** begin ENTRIES PROVIDED **

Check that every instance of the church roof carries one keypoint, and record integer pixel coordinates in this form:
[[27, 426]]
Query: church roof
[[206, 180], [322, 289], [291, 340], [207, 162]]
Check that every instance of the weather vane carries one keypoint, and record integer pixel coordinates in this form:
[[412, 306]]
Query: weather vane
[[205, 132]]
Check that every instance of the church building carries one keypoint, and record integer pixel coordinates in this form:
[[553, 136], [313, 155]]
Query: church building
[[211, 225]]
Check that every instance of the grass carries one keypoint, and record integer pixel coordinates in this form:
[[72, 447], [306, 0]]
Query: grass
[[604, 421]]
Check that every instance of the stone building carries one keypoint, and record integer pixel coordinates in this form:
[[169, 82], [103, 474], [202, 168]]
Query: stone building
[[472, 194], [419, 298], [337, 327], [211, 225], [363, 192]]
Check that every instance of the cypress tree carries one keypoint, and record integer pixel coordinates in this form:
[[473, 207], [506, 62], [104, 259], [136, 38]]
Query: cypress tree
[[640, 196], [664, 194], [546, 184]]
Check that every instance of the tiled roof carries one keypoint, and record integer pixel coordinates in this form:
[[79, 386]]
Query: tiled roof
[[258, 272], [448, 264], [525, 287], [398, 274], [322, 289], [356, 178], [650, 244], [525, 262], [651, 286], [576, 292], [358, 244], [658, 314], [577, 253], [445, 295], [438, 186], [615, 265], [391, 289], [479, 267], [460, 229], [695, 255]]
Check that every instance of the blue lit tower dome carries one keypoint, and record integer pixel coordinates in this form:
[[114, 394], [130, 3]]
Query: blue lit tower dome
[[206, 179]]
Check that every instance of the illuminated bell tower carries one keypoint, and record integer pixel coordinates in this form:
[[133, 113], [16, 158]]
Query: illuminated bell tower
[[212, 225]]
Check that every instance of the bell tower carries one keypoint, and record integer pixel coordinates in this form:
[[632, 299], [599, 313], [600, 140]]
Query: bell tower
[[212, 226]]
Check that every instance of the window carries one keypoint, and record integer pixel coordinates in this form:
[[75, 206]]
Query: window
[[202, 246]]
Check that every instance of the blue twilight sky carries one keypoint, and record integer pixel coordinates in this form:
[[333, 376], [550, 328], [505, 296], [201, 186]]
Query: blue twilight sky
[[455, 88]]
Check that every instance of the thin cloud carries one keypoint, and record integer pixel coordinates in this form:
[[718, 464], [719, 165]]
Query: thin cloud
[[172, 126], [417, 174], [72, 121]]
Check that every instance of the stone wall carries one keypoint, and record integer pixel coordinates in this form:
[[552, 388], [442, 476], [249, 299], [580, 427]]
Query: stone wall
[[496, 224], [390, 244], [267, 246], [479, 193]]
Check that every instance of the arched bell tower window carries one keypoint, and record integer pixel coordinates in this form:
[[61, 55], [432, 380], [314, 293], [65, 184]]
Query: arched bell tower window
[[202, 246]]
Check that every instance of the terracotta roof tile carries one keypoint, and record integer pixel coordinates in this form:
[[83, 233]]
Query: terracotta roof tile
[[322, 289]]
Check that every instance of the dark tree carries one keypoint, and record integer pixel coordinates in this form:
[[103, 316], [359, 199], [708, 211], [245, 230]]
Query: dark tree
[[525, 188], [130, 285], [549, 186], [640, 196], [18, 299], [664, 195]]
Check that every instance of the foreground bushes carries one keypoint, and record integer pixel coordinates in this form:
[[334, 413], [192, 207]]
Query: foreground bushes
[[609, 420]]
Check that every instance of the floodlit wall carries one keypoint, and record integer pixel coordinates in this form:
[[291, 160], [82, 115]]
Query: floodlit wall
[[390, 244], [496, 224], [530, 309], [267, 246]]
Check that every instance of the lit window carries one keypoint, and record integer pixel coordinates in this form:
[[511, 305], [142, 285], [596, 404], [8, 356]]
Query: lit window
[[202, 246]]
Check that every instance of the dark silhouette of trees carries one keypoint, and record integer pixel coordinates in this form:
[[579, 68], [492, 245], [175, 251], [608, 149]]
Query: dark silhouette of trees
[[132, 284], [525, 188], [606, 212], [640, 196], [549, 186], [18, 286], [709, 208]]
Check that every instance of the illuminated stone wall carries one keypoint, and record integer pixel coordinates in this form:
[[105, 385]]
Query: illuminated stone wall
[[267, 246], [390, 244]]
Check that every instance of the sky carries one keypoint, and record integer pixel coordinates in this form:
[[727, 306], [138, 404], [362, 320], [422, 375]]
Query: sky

** end ENTRIES PROVIDED **

• INSTRUCTIONS FOR THE TASK:
Copy every item in the data listing above line for line, changing nothing.

• IN RESPONSE:
Check that every instance of the church roof carries one keypoint, and record integer pixel coordinates in this form:
[[27, 426]]
Query: church roof
[[206, 180], [322, 289], [291, 340], [207, 162]]
Check that every instance of the weather vane carries one keypoint, and record integer pixel coordinates in this form:
[[412, 306]]
Query: weather vane
[[205, 132]]
Check that every instance of the church building carries one keypoint, and record integer pixel coordinates in this form:
[[553, 136], [313, 155]]
Query: church building
[[211, 225]]
Check that every instance of the grass carries one keypoint, and record integer pixel coordinates in this form:
[[72, 447], [306, 0]]
Query: grass
[[604, 421]]
Check that every instance of the stone building carries one keypoint, and record integer pixel coordinates in this form:
[[169, 82], [103, 474], [202, 168]]
Query: stone building
[[472, 194], [419, 298], [337, 327], [211, 225], [363, 192]]
Check that every instance of the cypress tree carries one keypoint, and record integer pixel coordinates in this form:
[[473, 207], [506, 62], [104, 259], [136, 38]]
Query: cypress tree
[[640, 196], [664, 194], [546, 184]]
Check that every instance of the tiled roof carries one keypoint, and record integer pixel coordinates in this form:
[[79, 386]]
Query: tiled roof
[[258, 272], [448, 264], [525, 287], [398, 274], [322, 289], [356, 178], [650, 244], [525, 262], [651, 286], [576, 292], [358, 244], [658, 314], [577, 253], [445, 295], [438, 186], [615, 265], [391, 289], [479, 267], [460, 229], [695, 255]]
Check that every instance of the blue lit tower dome carries one keypoint, and record integer pixel coordinates in this form:
[[114, 394], [130, 3]]
Query: blue lit tower dome
[[206, 179]]
Check that every instance of the illuminated bell tower carries one keypoint, and record integer pixel coordinates in this form:
[[133, 113], [16, 158]]
Query: illuminated bell tower
[[212, 225]]
Check that every instance of the bell tower carries one keypoint, and record integer pixel coordinates in this form:
[[632, 299], [599, 313], [600, 140]]
Query: bell tower
[[212, 226]]
Check that every instance of the window carries one keypoint, and record integer pixel coordinates in this form:
[[75, 206]]
Query: window
[[202, 246]]
Check that every instance of the blue twilight sky carries one keypoint, and record integer pixel coordinates in this form:
[[333, 376], [550, 328], [505, 296], [201, 186]]
Query: blue twilight sky
[[455, 88]]
Check that every instance of the thin cloud carries one keypoint, and record integer pixel coordinates in this form:
[[718, 464], [719, 165]]
Query: thin cloud
[[172, 126], [417, 174], [72, 121]]
Check that every instance of the stone wall carries one keypoint, and record integer pixel coordinates in this form:
[[552, 388], [442, 476], [249, 299], [580, 427]]
Query: stone wall
[[496, 224], [390, 244], [267, 246], [479, 193]]
Check that every instance of the arched bell tower window carries one keypoint, and record integer pixel coordinates in this form:
[[61, 55], [432, 380], [314, 293], [65, 184]]
Query: arched bell tower window
[[202, 246]]
Check that every instance of the terracotta roof tile carries one keypoint, and record integer pixel coordinates in this form:
[[83, 233]]
Query: terracotta roof tile
[[322, 289]]
Check that every instance of the dark tree carries one keypoint, and record integer pixel coordinates in this form:
[[103, 316], [359, 199], [708, 211], [245, 230]]
Query: dark tree
[[525, 188], [130, 285], [549, 186], [640, 196], [18, 299], [664, 195]]
Check that every instance of the foreground bushes carries one keypoint, and record integer pixel coordinates in this form:
[[334, 413], [192, 207]]
Query: foreground bushes
[[609, 420]]
Check that every instance of the floodlit wall carries one keypoint, and record integer pixel coordinates in this form:
[[291, 160], [82, 115]]
Query: floodlit wall
[[390, 244], [496, 224], [530, 309], [267, 246]]
Check that every instance of the lit window carries one keypoint, and record integer pixel coordinates in this form:
[[511, 305], [142, 285], [596, 404], [8, 356]]
Query: lit window
[[202, 246]]
Check that every instance of the dark silhouette of trees carries one keypoint, and record integer pixel coordinates in this form:
[[579, 68], [492, 245], [175, 251], [608, 149]]
Query: dark silhouette of trees
[[132, 284], [525, 188], [606, 212], [640, 196], [549, 186], [18, 286], [709, 208]]
Check that every instance of the illuminated stone wall carries one keypoint, and record integer pixel coordinates in this form:
[[105, 385]]
Query: illuminated stone wall
[[267, 246], [390, 244]]
Check that every instance of the sky carries one keypoint, and record integer pixel coordinates in this form:
[[727, 306], [138, 404], [362, 320], [422, 375]]
Query: sky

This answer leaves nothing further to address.